Excerpt from a dataset
┌──

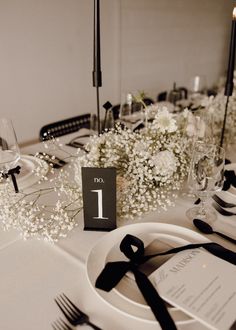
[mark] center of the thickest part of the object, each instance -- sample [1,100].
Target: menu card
[201,285]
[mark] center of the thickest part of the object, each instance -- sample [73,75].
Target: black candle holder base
[12,172]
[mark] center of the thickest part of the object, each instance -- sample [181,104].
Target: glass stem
[202,211]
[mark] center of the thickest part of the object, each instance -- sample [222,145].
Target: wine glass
[131,110]
[206,177]
[9,150]
[198,86]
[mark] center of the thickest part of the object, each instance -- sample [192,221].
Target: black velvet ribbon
[230,179]
[114,272]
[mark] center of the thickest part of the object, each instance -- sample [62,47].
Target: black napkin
[114,272]
[230,179]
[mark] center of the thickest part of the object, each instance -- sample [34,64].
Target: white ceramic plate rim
[31,178]
[95,264]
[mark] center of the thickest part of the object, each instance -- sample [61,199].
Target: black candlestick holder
[11,173]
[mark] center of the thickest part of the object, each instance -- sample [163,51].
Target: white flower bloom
[164,121]
[165,163]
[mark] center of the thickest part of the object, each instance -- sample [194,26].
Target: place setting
[118,211]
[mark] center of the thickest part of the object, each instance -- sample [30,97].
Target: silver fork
[72,313]
[61,325]
[222,211]
[222,203]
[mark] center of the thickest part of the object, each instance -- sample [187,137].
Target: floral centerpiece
[150,164]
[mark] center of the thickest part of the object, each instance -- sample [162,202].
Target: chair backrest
[64,127]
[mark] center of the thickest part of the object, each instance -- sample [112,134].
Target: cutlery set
[52,160]
[72,314]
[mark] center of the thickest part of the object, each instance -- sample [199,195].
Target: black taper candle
[230,73]
[97,74]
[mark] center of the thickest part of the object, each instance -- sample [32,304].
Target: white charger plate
[103,251]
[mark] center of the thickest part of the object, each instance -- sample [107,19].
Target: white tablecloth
[33,273]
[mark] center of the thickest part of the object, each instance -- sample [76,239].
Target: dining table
[34,272]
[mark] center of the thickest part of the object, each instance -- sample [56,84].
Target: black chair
[64,127]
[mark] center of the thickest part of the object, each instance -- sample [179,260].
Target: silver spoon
[205,228]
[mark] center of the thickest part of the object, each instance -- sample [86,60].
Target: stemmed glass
[9,149]
[131,111]
[206,177]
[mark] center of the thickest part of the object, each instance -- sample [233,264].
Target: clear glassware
[9,149]
[131,111]
[205,178]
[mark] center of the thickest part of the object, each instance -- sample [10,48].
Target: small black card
[99,198]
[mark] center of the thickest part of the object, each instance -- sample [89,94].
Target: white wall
[46,60]
[46,53]
[172,40]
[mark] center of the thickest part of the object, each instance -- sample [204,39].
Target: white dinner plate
[27,176]
[106,249]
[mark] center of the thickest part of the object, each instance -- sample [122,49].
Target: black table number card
[99,198]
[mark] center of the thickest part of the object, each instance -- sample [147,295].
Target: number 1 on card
[100,205]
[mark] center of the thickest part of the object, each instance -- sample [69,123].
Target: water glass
[206,177]
[9,150]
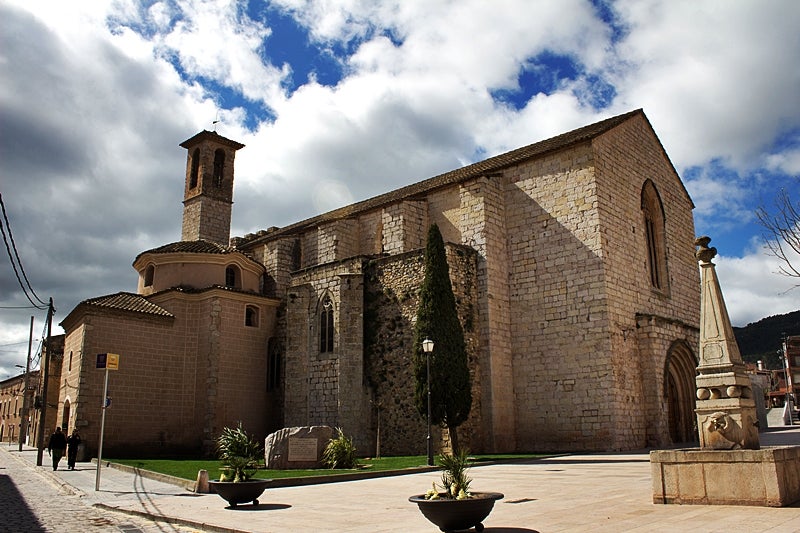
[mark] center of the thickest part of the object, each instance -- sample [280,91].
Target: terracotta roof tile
[125,301]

└──

**PROBLEM:** Change "water glass" to "drinking glass" in the listing, starting at the line that has "-- sample [69,123]." and stopping after the last line of the listing. Rewrite those lines with nothing else altered, and omit the picture lines.

**SOLUTION TO THE PROBLEM:**
[mark] center of the thickest part of the object, each instance -- sample [69,123].
Target: drinking glass
[206,177]
[9,150]
[mark] center of the thickest part of the object, each instance -- sample [280,91].
Target: terracotta roof tile
[125,301]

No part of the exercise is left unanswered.